§ Study text:
* * *

Cordell Gascoigne
Over the course of the past year, while more than 35 million Americans have contracted coronavirus and 625,000 have died, corporate share values have risen to their highest levels in history. One company which has done particularly well is grocery chain Kroger. According to its website, its total sales were $132.5 billion in 2020, up from $122.3 billion in 2019. Excluding fuel and dispositions, total sales grew 14.2 percent.
This money has not been funneled into higher wages or better safety precautions for Kroger workers but has been funneled back into the pockets of Kroger’s shareholders. Last year, Kroger returned $1.9 billion to shareholders, repurchased $1.32 billion of shares in 2020 under its board authorizations, and increased the dividend by 13 percent, from $0.64 to $0.72 per year. 2020 was the fourteenth consecutive year of dividend increases, resulting in a payout of $534 million.

* * *

§ Data provided:

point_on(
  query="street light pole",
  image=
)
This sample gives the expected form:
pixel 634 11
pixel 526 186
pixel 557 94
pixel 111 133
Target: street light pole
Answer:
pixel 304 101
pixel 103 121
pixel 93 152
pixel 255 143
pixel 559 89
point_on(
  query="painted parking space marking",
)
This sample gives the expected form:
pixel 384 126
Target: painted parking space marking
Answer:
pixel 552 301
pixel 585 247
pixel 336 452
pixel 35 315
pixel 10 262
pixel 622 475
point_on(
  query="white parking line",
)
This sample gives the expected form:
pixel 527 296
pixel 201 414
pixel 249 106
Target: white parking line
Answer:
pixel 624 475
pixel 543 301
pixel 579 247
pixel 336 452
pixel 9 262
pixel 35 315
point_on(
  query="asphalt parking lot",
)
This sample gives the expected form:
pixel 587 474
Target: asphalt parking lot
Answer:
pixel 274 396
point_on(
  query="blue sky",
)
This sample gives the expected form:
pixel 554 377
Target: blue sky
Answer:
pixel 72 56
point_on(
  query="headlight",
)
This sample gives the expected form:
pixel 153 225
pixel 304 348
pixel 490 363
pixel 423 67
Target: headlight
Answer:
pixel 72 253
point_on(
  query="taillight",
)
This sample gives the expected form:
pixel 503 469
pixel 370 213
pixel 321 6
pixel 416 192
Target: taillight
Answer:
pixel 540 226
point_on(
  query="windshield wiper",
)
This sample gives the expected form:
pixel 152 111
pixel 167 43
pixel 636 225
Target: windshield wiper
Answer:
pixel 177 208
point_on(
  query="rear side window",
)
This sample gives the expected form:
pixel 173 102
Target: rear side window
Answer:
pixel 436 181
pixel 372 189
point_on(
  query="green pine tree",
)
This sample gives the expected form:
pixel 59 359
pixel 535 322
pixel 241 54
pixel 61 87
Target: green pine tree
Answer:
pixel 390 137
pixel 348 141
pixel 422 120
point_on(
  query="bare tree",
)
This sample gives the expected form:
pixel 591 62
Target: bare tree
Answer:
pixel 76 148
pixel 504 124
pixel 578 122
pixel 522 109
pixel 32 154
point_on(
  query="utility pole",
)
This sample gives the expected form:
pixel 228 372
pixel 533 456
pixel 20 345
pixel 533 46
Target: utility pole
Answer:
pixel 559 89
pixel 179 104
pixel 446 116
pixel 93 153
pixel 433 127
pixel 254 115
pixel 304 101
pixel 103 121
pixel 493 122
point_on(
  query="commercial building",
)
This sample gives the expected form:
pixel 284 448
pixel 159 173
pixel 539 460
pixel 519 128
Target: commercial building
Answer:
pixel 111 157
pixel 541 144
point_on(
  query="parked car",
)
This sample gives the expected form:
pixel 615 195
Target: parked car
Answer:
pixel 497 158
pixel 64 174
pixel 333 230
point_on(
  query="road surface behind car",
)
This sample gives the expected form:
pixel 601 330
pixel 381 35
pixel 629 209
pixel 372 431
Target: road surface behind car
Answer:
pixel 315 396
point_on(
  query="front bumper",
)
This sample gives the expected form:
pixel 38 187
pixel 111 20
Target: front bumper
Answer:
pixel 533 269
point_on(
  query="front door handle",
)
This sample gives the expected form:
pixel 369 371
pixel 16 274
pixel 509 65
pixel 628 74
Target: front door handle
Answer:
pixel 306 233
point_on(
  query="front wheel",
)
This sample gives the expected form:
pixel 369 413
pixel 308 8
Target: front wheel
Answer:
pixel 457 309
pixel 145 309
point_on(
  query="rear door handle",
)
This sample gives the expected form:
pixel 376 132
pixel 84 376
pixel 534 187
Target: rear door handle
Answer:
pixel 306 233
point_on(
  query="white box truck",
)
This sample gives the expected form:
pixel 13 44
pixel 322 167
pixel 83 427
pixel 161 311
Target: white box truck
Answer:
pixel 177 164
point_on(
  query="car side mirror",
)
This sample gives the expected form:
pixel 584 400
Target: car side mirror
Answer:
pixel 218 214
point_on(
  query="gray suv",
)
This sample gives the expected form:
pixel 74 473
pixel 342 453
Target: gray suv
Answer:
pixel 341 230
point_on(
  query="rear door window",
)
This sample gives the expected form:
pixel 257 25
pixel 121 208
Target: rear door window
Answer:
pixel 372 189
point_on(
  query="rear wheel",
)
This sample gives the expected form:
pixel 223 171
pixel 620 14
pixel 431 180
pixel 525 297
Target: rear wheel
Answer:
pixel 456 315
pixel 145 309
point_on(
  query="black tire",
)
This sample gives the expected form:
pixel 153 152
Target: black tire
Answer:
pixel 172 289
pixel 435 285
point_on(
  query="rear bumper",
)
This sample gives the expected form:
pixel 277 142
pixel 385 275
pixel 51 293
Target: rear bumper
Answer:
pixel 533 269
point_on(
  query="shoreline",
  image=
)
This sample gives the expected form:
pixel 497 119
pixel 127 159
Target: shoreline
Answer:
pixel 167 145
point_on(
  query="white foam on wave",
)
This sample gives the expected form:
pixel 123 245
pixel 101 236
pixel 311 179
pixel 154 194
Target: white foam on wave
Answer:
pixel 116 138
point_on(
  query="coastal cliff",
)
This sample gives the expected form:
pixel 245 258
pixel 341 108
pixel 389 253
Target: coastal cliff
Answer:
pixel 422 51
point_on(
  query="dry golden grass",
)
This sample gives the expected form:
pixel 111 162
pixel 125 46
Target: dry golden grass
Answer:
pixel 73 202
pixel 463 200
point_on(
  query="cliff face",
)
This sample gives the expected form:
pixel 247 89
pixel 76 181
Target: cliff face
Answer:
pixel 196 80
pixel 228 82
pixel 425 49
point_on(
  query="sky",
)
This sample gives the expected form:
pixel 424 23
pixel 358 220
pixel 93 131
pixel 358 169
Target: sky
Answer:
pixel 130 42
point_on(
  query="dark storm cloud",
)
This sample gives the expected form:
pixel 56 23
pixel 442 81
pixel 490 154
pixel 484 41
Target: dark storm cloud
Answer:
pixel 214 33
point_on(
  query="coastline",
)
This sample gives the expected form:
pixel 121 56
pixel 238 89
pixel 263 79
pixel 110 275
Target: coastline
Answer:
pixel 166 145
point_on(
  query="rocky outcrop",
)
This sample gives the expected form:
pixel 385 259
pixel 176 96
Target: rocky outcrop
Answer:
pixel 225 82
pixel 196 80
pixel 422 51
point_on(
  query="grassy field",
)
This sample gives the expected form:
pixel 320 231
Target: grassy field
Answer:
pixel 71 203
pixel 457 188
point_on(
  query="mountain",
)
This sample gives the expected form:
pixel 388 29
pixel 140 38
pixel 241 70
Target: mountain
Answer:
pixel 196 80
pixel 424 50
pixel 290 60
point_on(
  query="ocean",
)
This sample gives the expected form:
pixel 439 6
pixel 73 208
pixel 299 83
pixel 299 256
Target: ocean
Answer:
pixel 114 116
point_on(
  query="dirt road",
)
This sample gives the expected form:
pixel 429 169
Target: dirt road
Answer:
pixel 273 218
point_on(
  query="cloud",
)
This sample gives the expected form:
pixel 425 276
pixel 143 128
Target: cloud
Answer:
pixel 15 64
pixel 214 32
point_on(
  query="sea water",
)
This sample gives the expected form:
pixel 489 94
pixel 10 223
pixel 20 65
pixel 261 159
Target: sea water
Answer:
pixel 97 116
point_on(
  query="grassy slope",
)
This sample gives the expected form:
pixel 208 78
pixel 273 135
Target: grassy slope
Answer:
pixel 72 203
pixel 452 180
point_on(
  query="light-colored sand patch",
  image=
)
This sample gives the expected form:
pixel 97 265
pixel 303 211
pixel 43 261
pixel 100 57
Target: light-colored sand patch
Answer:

* * *

§ Work request 1: From the Kroger article, repeat word for word the part that opens with the words containing "Cordell Gascoigne" and closes with "grew 14.2 percent.".
§ Work request 2: Turn the paragraph of the Kroger article beginning "This money has not been funneled" into a short bulleted list that keeps its main facts.
§ Work request 3: Write the next part of the article on Kroger's 2020 sales and shareholder payouts, starting after its last sentence.
The data is not needed for this work.

§ Output 1:
Cordell Gascoigne
Over the course of the past year, while more than 35 million Americans have contracted coronavirus and 625,000 have died, corporate share values have risen to their highest levels in history. One company which has done particularly well is grocery chain Kroger. According to its website, its total sales were $132.5 billion in 2020, up from $122.3 billion in 2019. Excluding fuel and dispositions, total sales grew 14.2 percent.

§ Output 2:
- Kroger's money went to shareholders, not to higher wages or better safety precautions for workers.
- Last year Kroger returned $1.9 billion to shareholders.
- It repurchased $1.32 billion of shares in 2020 under its board authorizations.
- It raised the dividend 13 percent, from $0.64 to $0.72 per year.
- 2020 was the fourteenth consecutive year of dividend increases, with a payout of $534 million.

§ Output 3:
At the same time, Kroger Chief Executive Officer (CEO) William Rodney McMullen received a compensation package of more than $20.6 million, a $6.4 million raise—an increase by more than 45 percent—from the previous the year. According to WallMine.com, McMullen’s estimated net worth is a minimum of $152 million. This includes over 182,880 units of Kroger Company stock—valued at over $130,677,724.
As McMullen’s pockets deepen, the typical worker found holes in theirs. Over the course of 2020, worker pay dropped by 8.1 percent, driven by the massive hiring of tens of thousands of new workers on starting pay.
This spring, Kroger said it would raise “average worker pay” to $16 per hour, up from $15.50 currently. How the company calculates “average pay” is unclear, and starting pay is significantly less than $15.50 in most areas. According to Payscale.com, the average wage at Kroger is $11.72, not $15.50.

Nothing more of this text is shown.